___ Data records
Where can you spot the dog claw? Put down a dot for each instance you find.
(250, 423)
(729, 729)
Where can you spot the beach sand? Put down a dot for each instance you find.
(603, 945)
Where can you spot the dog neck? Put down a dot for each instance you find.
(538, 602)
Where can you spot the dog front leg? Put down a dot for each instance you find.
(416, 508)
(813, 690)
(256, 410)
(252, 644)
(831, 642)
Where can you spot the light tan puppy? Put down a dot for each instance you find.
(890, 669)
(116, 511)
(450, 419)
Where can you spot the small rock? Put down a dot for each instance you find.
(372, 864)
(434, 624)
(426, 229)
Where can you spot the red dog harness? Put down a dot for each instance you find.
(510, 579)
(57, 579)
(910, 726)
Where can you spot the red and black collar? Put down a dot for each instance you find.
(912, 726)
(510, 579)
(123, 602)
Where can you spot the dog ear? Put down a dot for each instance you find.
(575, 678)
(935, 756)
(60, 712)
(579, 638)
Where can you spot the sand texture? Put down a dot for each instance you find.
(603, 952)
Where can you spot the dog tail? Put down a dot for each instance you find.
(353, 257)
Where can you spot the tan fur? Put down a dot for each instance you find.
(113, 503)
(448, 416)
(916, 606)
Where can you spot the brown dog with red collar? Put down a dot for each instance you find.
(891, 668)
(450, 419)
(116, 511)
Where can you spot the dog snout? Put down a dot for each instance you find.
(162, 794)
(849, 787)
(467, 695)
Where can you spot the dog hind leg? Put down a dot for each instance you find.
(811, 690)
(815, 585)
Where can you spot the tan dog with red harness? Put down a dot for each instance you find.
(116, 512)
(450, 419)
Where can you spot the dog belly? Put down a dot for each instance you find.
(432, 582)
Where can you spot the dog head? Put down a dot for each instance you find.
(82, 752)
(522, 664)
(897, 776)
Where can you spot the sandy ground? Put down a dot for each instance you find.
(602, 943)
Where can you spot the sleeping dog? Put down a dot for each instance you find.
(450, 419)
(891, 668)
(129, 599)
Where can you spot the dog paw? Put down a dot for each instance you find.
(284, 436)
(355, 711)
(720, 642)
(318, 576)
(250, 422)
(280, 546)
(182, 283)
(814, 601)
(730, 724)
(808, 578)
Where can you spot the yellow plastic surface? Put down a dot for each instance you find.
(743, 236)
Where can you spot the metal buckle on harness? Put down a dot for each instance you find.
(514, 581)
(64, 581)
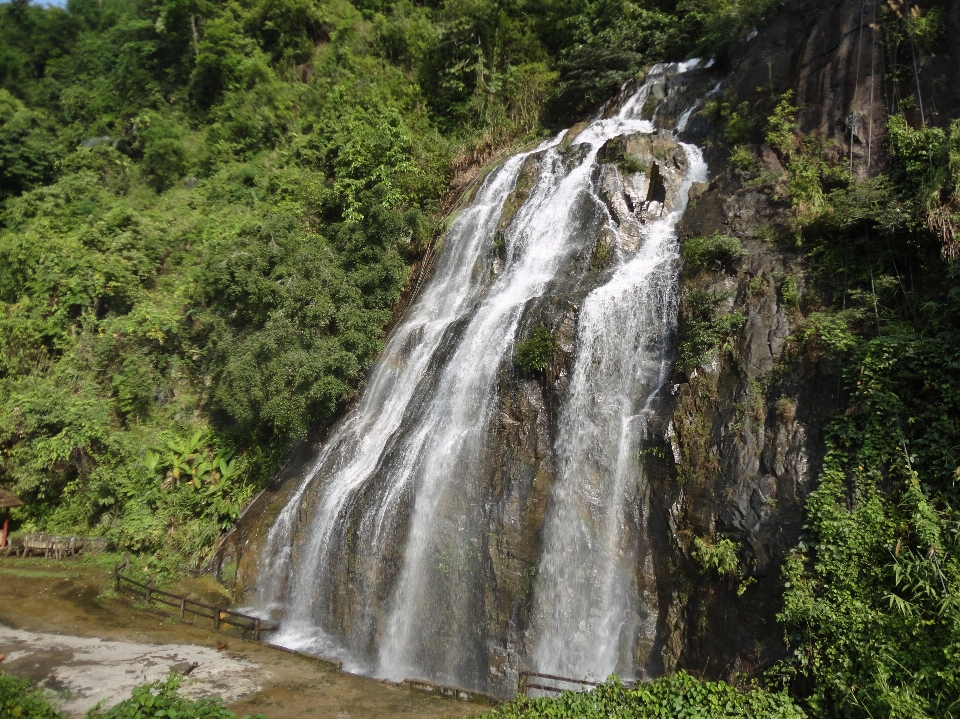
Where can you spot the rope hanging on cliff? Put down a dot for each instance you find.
(856, 83)
(916, 73)
(873, 81)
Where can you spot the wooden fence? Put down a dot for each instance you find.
(218, 615)
(525, 684)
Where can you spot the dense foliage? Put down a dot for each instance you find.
(874, 592)
(209, 210)
(872, 606)
(19, 701)
(680, 696)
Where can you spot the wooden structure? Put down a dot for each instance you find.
(55, 546)
(556, 685)
(219, 615)
(7, 500)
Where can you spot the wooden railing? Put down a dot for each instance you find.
(219, 615)
(525, 684)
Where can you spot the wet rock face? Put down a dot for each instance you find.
(738, 440)
(746, 445)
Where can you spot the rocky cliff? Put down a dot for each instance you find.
(738, 438)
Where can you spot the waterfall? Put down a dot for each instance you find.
(378, 557)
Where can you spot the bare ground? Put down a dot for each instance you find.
(61, 627)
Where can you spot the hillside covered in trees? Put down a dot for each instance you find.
(210, 212)
(210, 209)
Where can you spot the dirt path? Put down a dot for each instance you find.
(57, 629)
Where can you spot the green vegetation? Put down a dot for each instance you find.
(209, 211)
(680, 696)
(536, 352)
(19, 701)
(872, 604)
(707, 328)
(718, 251)
(160, 699)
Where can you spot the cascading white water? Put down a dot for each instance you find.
(587, 615)
(375, 559)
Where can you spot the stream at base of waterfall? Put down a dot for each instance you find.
(381, 556)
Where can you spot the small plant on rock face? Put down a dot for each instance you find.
(707, 329)
(536, 352)
(712, 251)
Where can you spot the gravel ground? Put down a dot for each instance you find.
(61, 627)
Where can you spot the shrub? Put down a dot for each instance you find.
(717, 250)
(680, 695)
(706, 329)
(536, 352)
(161, 699)
(17, 701)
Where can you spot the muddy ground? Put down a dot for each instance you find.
(62, 626)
______
_Problem details_
Could you output all of the records exactly, without their pictures?

_Exercise output_
Where can you spot the dog claw? Put down a dot for each instance you find.
(250, 423)
(729, 729)
Where can you spot the beach sand? Put down a dot for each instance you find.
(603, 945)
Where can you spot the dog neck? Put down a dot for each instance you find.
(538, 602)
Where can you spot the dog front leg? Put down a dot for each instance you find.
(416, 508)
(813, 690)
(256, 410)
(252, 644)
(831, 642)
Where can you spot the light tan puppy? Put down a dot for each instance you find.
(890, 669)
(116, 511)
(450, 419)
Where can you spot the small rock? Put down a dot for each instance you find.
(372, 864)
(434, 624)
(426, 229)
Where can you spot the red dog harness? Put down a dot for each instance you find.
(510, 579)
(57, 579)
(910, 726)
Where can you spot the red and black collar? Put down a dot for each instance you find.
(912, 726)
(510, 579)
(123, 602)
Where can you spot the dog ear? Put down a dot for each instance you find.
(575, 678)
(935, 756)
(60, 712)
(579, 638)
Where can you spot the sand texture? Put down a dot for each instance you find.
(603, 952)
Where can you spot the dog tail? Put down a dot for each instance you find.
(353, 257)
Where can you spot the tan fur? Put down a dot for each instance you find.
(113, 503)
(448, 416)
(916, 606)
Where can you spot the brown dog with red collar? Put down a dot for each instance you find.
(891, 668)
(450, 419)
(116, 511)
Where can you spot the dog snout? Put down a dot for each instance you find.
(162, 794)
(849, 787)
(467, 695)
Where can you spot the dog hind leg? Put down a dot for each instance you find.
(811, 690)
(815, 585)
Where can you spot the tan dog with red harness? Put down a dot for each instance you find.
(116, 512)
(450, 419)
Where can you spot the dog belly? Put down a dot for each instance you find.
(432, 582)
Where can you spot the dog head? Put down a dot for each instance you find.
(82, 752)
(522, 664)
(897, 776)
Where can you spot the sandy ground? Put down a dot for each instance you find.
(602, 943)
Where can you spot the sleeping dog? Put down a dot for each instance you find.
(450, 419)
(891, 668)
(129, 599)
Where can you spot the dog paw? Put down a dot for each instance you find.
(284, 436)
(355, 711)
(720, 642)
(318, 576)
(250, 422)
(280, 546)
(182, 283)
(814, 601)
(730, 724)
(808, 578)
Where can you spot the yellow plastic surface? Put down a dot for each instance you find.
(743, 236)
Where can you spot the metal buckle on harness? Put down a dot for each instance you find.
(514, 581)
(64, 581)
Where can you spot the rope hanging on cliff? Put down a dot for each instance you find.
(856, 83)
(916, 73)
(873, 81)
Where can you spot the wooden fence? Put down a dot for each instance you find.
(218, 615)
(525, 684)
Where can you spot the dense foliage? Put down a dot for each instance you find.
(874, 592)
(209, 210)
(872, 606)
(19, 701)
(680, 696)
Where can you spot the wooden structure? Put down a dot for each instance you find.
(55, 546)
(556, 685)
(219, 615)
(7, 500)
Where can you spot the wooden railing? Put down a dot for each instance you find.
(219, 615)
(525, 684)
Where can you spot the wet rock face? Put down a dot for each instance you find.
(738, 440)
(746, 445)
Where can you spot the rocky cliff? Put down a dot for each instance you find.
(738, 438)
Where can you spot the waterfall? Put down a dot for each instance you find.
(378, 557)
Where can you spot the bare ground? Put down a dot for each instance you find.
(61, 627)
Where can you spot the hillside covered in trees? Put down a dot for each instance you find.
(210, 212)
(210, 209)
Where can you spot the dirt path? Put down a dot for each instance you find.
(57, 629)
Where can you spot the green vegetation? Put down a dot for each instance you find.
(209, 211)
(680, 696)
(536, 352)
(19, 701)
(872, 604)
(707, 328)
(718, 251)
(160, 699)
Where can you spot the cascading white water? Put down a dot for each instance you find.
(587, 615)
(375, 559)
Where can you spot the stream at base of waterfall? Put down a dot for each instance you find.
(381, 556)
Where can you spot the small plant on rock face? Put down a dot for each instance you find.
(707, 329)
(536, 352)
(712, 251)
Where can you spot the gravel ground? Put down a dot for each instance you find.
(61, 627)
Where can you spot the shrub? Put down a dot for each instance you find.
(717, 250)
(680, 695)
(706, 329)
(536, 352)
(161, 699)
(17, 701)
Where can you spot the muddy ground? Put down a dot for each instance you find.
(62, 626)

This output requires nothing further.